=== Supplied data ===

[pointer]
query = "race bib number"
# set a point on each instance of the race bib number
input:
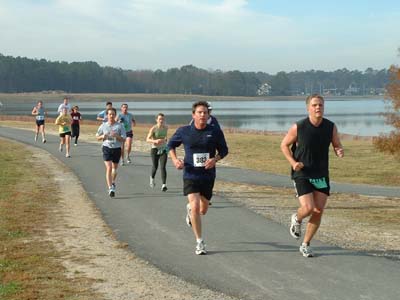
(319, 183)
(199, 159)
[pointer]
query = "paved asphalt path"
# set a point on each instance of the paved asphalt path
(249, 257)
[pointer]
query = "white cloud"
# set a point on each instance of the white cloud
(210, 34)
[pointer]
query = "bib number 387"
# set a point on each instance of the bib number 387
(199, 159)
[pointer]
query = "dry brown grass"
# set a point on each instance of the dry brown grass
(29, 264)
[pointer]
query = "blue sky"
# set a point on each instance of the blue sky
(267, 36)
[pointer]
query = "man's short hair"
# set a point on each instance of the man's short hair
(318, 96)
(200, 103)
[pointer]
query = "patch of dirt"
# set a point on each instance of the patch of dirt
(364, 223)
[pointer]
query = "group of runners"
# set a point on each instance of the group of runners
(305, 146)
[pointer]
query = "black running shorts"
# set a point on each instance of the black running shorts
(305, 186)
(129, 134)
(204, 187)
(111, 154)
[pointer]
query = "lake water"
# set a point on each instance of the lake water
(359, 117)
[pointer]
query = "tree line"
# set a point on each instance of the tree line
(21, 74)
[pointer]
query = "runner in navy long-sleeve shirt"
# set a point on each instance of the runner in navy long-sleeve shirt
(204, 145)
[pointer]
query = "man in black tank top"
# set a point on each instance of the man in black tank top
(306, 147)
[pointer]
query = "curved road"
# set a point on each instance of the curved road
(249, 257)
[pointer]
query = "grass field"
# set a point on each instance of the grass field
(28, 265)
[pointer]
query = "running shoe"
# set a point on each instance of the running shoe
(152, 182)
(111, 192)
(295, 227)
(201, 248)
(188, 214)
(306, 250)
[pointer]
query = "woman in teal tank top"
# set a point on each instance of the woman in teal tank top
(157, 136)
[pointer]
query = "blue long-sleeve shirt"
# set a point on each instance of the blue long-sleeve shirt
(199, 144)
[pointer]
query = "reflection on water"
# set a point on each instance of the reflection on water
(360, 117)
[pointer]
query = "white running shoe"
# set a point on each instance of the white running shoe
(188, 214)
(152, 182)
(295, 227)
(306, 250)
(201, 248)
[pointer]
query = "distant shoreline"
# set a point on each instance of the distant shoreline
(96, 97)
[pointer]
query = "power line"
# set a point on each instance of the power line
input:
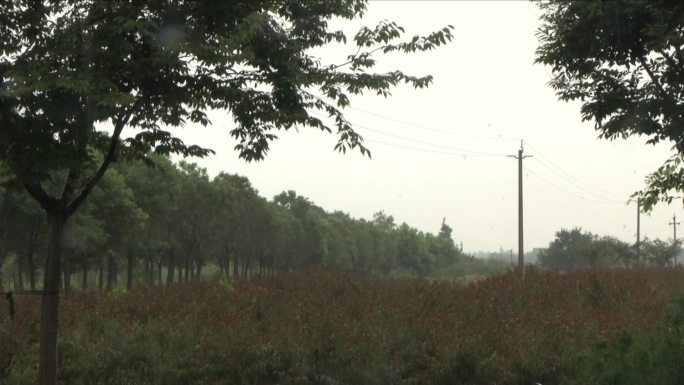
(604, 201)
(546, 162)
(433, 151)
(433, 128)
(461, 151)
(482, 137)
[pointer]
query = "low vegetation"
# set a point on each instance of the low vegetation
(316, 327)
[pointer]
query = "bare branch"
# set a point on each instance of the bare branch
(654, 78)
(108, 159)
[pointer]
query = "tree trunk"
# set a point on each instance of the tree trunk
(49, 322)
(20, 273)
(84, 280)
(187, 267)
(236, 270)
(2, 261)
(129, 269)
(100, 273)
(31, 267)
(31, 251)
(111, 271)
(171, 267)
(67, 278)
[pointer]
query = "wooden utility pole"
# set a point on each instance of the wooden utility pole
(638, 244)
(674, 224)
(521, 249)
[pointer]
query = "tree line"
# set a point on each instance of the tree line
(577, 249)
(164, 223)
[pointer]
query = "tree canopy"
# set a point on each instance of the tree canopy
(84, 83)
(624, 61)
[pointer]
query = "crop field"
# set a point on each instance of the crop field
(613, 326)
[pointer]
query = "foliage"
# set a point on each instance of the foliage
(70, 68)
(321, 327)
(623, 61)
(575, 249)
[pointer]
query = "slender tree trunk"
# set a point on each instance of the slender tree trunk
(20, 273)
(31, 251)
(198, 263)
(67, 278)
(3, 252)
(84, 280)
(171, 267)
(31, 267)
(187, 266)
(49, 325)
(110, 271)
(100, 273)
(129, 269)
(159, 272)
(236, 270)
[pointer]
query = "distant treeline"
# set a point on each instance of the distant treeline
(162, 223)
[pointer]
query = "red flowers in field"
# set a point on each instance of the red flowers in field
(362, 329)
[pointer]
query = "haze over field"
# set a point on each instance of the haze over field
(442, 151)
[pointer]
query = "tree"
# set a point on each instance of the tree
(624, 61)
(572, 249)
(67, 66)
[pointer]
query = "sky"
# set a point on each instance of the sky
(442, 152)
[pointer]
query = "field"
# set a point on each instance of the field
(315, 327)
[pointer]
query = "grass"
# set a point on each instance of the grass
(318, 327)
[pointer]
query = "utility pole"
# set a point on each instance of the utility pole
(674, 224)
(521, 249)
(638, 245)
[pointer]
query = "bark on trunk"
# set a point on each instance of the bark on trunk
(100, 274)
(129, 269)
(170, 271)
(31, 268)
(84, 280)
(49, 325)
(111, 271)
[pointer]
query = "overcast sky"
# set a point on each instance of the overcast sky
(486, 96)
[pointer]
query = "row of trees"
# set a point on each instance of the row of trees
(166, 223)
(575, 249)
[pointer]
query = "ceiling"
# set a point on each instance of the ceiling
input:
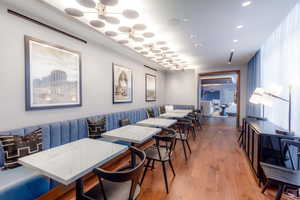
(199, 32)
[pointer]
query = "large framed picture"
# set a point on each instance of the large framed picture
(122, 84)
(52, 75)
(150, 87)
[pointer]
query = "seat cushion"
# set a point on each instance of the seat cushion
(113, 191)
(22, 183)
(152, 153)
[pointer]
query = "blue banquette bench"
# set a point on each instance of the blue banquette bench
(23, 183)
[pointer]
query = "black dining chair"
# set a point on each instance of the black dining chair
(182, 134)
(150, 113)
(124, 122)
(121, 185)
(282, 176)
(161, 152)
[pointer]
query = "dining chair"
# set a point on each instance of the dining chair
(150, 113)
(121, 185)
(182, 134)
(124, 122)
(161, 152)
(282, 176)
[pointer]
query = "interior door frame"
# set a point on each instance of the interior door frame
(238, 93)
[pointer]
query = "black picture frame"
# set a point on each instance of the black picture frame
(28, 88)
(146, 88)
(114, 100)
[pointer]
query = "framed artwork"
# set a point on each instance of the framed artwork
(52, 75)
(150, 87)
(122, 84)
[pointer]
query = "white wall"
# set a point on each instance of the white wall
(96, 76)
(181, 87)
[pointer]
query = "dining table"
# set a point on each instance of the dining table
(70, 162)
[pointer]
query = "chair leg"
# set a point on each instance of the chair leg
(184, 150)
(171, 165)
(152, 164)
(165, 176)
(187, 142)
(280, 191)
(265, 186)
(145, 171)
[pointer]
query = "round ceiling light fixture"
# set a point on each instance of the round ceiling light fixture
(125, 29)
(111, 33)
(123, 41)
(97, 23)
(112, 20)
(74, 12)
(87, 3)
(109, 2)
(148, 35)
(139, 27)
(130, 14)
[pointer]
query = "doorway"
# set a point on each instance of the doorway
(219, 95)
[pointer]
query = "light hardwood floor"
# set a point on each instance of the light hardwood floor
(216, 170)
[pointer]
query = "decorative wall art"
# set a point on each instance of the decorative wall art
(52, 74)
(150, 87)
(122, 84)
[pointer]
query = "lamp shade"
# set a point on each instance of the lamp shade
(259, 96)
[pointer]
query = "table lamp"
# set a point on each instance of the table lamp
(264, 97)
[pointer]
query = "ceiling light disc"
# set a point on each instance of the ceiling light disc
(144, 52)
(87, 3)
(74, 12)
(138, 39)
(125, 29)
(161, 43)
(123, 41)
(112, 20)
(111, 33)
(148, 35)
(109, 2)
(139, 27)
(97, 23)
(138, 48)
(130, 14)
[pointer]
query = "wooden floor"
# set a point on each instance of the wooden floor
(216, 169)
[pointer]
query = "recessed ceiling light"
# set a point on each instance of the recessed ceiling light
(246, 3)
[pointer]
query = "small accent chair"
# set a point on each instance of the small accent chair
(124, 122)
(150, 113)
(182, 134)
(281, 176)
(120, 185)
(161, 152)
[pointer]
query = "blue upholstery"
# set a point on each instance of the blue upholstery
(22, 183)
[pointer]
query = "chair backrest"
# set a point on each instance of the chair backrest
(165, 140)
(162, 109)
(124, 122)
(291, 149)
(132, 174)
(150, 113)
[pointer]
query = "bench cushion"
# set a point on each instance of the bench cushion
(22, 183)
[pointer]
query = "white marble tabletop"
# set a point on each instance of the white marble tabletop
(131, 133)
(173, 115)
(157, 122)
(180, 111)
(69, 162)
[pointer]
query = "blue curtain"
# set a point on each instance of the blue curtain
(253, 82)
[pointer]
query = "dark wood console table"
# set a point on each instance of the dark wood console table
(255, 137)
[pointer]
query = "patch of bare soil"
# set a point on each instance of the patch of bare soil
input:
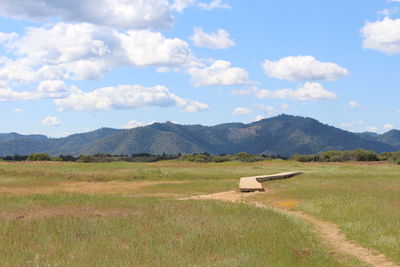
(84, 187)
(328, 231)
(73, 211)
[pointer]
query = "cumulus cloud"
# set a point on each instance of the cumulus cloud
(127, 97)
(85, 51)
(213, 5)
(303, 68)
(371, 129)
(389, 126)
(122, 14)
(285, 107)
(46, 89)
(354, 104)
(383, 35)
(259, 117)
(219, 73)
(308, 91)
(241, 111)
(216, 40)
(180, 5)
(51, 121)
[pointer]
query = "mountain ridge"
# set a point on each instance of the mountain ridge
(283, 135)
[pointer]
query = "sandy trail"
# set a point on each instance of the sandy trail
(328, 231)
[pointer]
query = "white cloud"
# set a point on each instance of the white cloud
(309, 91)
(371, 129)
(285, 107)
(219, 73)
(123, 14)
(241, 111)
(383, 35)
(51, 121)
(194, 106)
(180, 5)
(303, 68)
(389, 126)
(127, 97)
(134, 124)
(213, 5)
(7, 37)
(85, 51)
(354, 104)
(269, 110)
(350, 124)
(7, 94)
(216, 40)
(389, 11)
(259, 117)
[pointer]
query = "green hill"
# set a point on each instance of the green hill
(283, 135)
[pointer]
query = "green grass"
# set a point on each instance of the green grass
(159, 233)
(362, 199)
(148, 227)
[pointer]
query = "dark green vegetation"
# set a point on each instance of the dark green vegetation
(282, 135)
(120, 213)
(361, 198)
(57, 213)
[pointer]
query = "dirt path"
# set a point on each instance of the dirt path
(328, 231)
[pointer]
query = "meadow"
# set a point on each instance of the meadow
(128, 214)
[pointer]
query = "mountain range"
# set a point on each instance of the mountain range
(283, 135)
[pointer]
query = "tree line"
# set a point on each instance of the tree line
(327, 156)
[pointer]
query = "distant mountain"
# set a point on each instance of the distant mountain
(283, 135)
(391, 138)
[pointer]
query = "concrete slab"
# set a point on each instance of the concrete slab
(253, 183)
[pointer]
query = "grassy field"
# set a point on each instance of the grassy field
(75, 214)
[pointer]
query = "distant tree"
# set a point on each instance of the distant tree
(39, 157)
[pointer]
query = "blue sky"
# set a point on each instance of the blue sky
(74, 66)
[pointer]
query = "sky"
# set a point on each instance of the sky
(75, 66)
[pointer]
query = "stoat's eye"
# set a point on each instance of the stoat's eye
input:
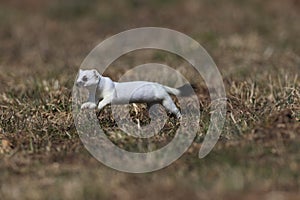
(84, 78)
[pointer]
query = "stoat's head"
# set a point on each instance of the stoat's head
(88, 78)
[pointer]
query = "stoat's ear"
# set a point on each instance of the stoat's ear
(96, 74)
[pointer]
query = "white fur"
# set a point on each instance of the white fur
(104, 88)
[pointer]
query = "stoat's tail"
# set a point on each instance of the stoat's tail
(185, 90)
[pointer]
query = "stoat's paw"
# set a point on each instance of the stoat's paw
(88, 105)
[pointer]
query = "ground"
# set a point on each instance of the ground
(255, 45)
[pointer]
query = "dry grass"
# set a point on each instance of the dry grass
(256, 47)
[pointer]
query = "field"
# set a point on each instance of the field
(256, 47)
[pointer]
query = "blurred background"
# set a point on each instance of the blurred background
(256, 46)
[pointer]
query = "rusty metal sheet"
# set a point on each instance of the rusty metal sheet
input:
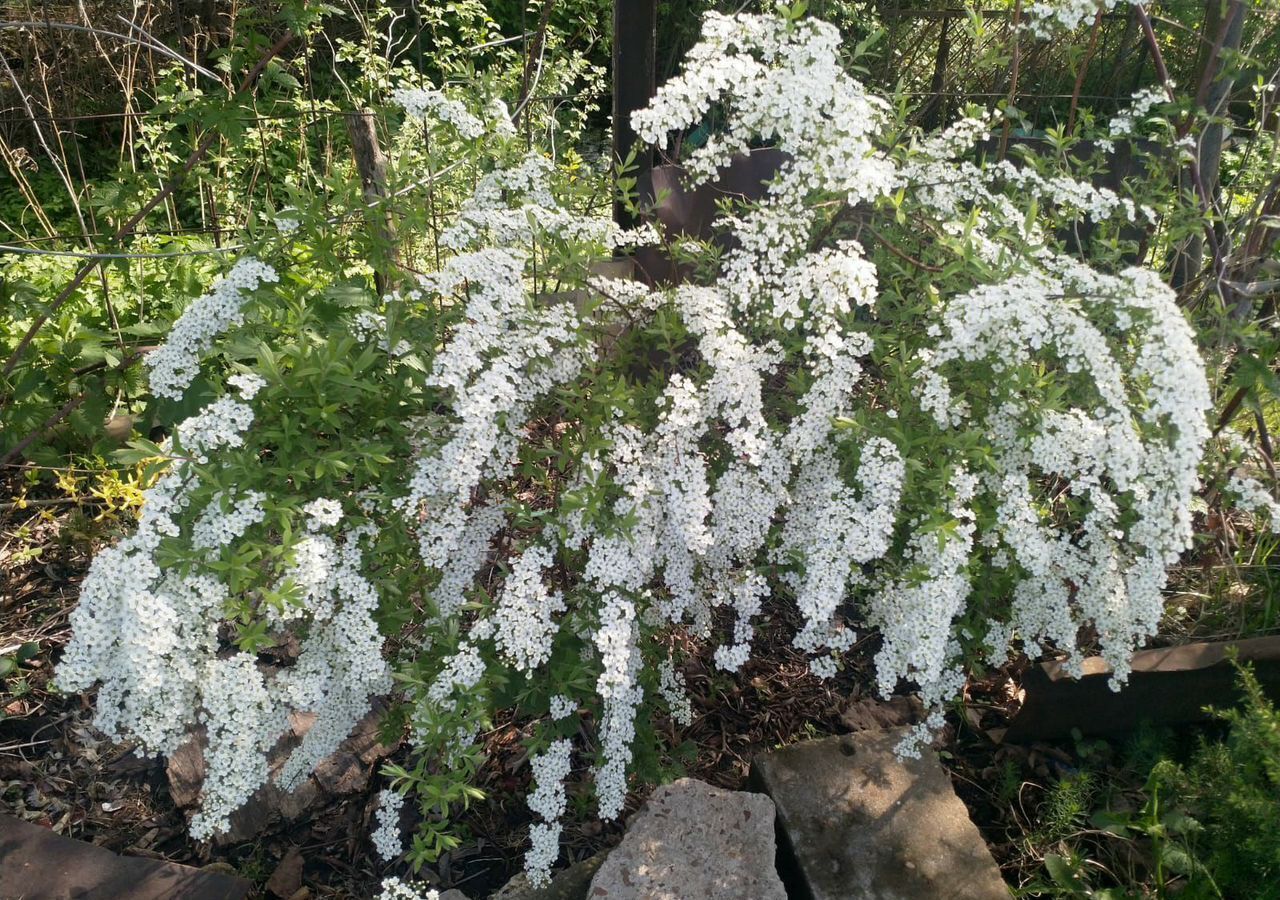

===

» What you have to do: Collect each line in the records above that contains the word "patch", and list them in their original order.

» Reply to the exercise:
query = "patch of dirt"
# set a point on each instance of the patch of dirt
query = "patch of bare soil"
# set a point on each instance of the patch of bare soil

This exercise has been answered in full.